> Consegna
Riscrivi come elenco puntato il paragrafo del testo fornito che inizia con «Viareggio, 3 luglio 2014», conservandone i fatti principali.

> Testo fornito
------------------------------------------------------------

Strage di Viareggio, il ricordo della notte di fuoco nel racconto di due sopravvissuti

La commozione di Cristiano Falorni che ha perso il fratello

La strage di Viareggio

La strage di Viareggio

Viareggio, 3 luglio 2014 - E’ ANDATO in scena il dolore ieri al processo per la strage di Viareggio. Il dolore acuto — che non si placa affatto a cinque anni di distanza — di chi ogni giorno tocca con mano la propria sofferenza e quella dei propri cari; o di chi, come Cristiano Falorni, è stato chiamato a parlare di suo fratello Andrea che non c’è più. Cristiano è stato vinto dalla commozione e per questo il giudice Gerardo Boragine, ben capendo la personale difficoltà del teste, ha preferito interrompere la deposizione proprio per non infliggergli ulteriori sofferenze. Troppo penoso infatti per Cristiano ricordare quei drammatici momenti. Avrebbe voluto spiegare quello che carte, certificati e perizie mediche non possono raccontare. Avrebbe voluto parlare — se l’emozione del momento non lo avesse tradito — di quella notte in cui, appena informato di quanto accaduto, si precipitò in via Ponchielli senza neppure riuscire a trovare la casa di suo fratello. Per la densa coltre di fumo che nascondeva tutto e per il fatto che quella casa non esisteva più. Avrebbe voluto raccontare la sofferenza fisica e psicologica sua e degli altri suoi fratelli (una bella e numerosa famiglia quella dei Falorni: 5 fratelli e 1 sorella) che, aiutati dai vigili del fuoco, dai poliziotti, dai volontari, scavarono incessantemente e senza pause «sasso per sasso fra le macerie» nelle due settimane successive al disastro sotto il sole di luglio, alla ricerca di un corpo che non venne mai trovato. Riemerse solo un «resto», che il Dna attribuì ad Andrea Falorni.

------------------------------------------------------------

> Materiale fornito

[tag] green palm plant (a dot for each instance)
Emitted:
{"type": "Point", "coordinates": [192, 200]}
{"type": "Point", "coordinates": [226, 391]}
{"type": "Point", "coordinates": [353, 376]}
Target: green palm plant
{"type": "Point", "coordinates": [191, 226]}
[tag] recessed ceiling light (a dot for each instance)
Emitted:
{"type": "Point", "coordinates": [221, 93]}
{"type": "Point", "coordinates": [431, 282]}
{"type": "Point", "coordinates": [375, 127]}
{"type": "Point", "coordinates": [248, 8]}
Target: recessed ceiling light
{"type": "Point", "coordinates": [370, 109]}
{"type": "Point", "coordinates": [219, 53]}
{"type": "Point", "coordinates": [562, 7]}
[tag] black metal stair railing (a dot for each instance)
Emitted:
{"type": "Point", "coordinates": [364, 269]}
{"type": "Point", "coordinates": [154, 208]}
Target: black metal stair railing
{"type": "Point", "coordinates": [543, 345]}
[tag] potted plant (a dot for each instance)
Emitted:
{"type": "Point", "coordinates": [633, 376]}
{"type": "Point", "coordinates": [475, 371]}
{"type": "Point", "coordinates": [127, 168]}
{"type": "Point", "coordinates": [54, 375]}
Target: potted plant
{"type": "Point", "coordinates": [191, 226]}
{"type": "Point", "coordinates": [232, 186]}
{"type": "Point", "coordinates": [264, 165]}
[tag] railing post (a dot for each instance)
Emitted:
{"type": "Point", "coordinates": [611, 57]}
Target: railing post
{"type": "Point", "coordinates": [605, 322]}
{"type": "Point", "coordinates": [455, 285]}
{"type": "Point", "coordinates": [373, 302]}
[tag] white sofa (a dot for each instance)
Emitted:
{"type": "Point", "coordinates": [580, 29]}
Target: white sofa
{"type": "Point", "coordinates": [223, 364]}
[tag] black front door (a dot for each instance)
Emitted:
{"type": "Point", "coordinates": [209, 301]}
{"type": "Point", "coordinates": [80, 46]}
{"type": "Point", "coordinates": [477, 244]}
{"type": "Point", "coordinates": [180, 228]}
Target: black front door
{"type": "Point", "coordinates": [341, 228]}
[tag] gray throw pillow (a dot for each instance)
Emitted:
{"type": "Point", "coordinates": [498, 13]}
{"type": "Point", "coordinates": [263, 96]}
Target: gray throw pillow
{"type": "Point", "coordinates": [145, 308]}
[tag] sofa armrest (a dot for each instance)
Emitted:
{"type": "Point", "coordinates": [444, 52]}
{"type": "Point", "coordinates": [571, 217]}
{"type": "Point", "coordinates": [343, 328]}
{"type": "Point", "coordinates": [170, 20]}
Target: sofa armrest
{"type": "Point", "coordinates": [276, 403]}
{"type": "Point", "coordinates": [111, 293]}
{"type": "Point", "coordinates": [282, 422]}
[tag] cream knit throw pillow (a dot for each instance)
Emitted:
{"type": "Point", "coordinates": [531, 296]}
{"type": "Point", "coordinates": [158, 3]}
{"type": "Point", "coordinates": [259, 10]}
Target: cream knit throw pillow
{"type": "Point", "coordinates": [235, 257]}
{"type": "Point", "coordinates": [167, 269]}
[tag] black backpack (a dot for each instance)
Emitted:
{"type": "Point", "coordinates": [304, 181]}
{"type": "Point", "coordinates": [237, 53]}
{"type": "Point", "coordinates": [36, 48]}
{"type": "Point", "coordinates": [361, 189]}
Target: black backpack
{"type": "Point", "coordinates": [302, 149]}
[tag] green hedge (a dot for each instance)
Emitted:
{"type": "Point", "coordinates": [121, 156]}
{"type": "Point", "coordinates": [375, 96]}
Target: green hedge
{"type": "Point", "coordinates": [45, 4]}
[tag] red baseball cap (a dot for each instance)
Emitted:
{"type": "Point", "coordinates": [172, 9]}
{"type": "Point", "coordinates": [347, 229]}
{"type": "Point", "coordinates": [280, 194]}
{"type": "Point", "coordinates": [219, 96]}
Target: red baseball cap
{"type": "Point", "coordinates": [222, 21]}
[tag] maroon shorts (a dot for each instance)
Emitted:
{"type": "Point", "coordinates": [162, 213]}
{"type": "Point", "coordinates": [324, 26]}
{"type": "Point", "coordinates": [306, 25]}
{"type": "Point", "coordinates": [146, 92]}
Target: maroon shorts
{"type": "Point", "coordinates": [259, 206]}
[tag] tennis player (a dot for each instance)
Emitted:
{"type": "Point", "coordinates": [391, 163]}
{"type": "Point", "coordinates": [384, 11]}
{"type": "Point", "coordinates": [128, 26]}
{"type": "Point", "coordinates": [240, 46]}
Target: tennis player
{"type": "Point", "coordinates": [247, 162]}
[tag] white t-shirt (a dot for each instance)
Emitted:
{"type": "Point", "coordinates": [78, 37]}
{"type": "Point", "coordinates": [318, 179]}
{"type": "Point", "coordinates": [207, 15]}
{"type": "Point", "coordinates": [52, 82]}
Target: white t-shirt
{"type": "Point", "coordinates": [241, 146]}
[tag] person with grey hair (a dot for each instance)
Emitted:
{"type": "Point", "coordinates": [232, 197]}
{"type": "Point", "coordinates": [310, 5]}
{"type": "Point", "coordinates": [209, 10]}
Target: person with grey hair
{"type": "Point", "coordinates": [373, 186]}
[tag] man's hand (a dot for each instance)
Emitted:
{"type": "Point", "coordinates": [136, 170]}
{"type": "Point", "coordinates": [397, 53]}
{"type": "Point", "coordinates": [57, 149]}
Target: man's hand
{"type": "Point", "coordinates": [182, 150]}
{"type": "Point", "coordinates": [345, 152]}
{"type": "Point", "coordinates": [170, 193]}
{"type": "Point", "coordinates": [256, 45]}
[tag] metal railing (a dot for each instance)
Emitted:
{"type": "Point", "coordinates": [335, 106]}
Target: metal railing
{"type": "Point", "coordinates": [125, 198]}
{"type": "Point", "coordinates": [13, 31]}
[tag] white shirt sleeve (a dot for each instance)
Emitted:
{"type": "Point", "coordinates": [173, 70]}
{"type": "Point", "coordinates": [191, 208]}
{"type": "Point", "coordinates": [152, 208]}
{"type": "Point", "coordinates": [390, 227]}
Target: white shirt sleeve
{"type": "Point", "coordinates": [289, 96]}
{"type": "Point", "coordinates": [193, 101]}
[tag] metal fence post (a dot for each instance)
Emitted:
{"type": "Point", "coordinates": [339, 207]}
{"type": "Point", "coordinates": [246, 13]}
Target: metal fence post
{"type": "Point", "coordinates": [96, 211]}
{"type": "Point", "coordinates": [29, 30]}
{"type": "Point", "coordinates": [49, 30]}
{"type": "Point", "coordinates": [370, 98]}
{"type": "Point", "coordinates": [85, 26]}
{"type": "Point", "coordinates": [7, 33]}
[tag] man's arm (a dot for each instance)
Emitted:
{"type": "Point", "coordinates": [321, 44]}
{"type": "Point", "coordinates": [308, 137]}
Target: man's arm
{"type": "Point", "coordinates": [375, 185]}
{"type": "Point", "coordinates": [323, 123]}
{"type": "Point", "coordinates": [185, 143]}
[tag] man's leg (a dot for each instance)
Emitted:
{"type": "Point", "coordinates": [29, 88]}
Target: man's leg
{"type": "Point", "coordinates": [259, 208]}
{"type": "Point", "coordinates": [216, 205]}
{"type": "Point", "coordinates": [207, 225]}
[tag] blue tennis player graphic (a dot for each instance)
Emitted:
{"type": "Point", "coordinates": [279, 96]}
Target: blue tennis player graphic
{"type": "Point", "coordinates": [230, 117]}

------------------------------------------------------------

> Risposta
- Al processo per la strage di Viareggio è emerso il dolore di chi ne porta le conseguenze, ancora acuto a cinque anni di distanza.
- Cristiano Falorni, chiamato a parlare del fratello Andrea, che non c'è più, è stato vinto dalla commozione. Il giudice Gerardo Boragine ha interrotto la deposizione per non infliggergli altre sofferenze.
- Avrebbe voluto raccontare la notte in cui, appena informato, corse in via Ponchielli. Lì non riuscì a trovare la casa del fratello, nascosta dal fumo e ormai distrutta.
- Avrebbe voluto descrivere anche la sofferenza fisica e psicologica sua e degli altri fratelli. La famiglia Falorni conta 5 fratelli e 1 sorella.
- Aiutati da vigili del fuoco, poliziotti e volontari, i fratelli scavarono senza sosta tra le macerie per le due settimane successive al disastro, sotto il sole di luglio.
- Il corpo di Andrea non fu mai trovato. Riemerse solo un resto, che il Dna attribuì a lui.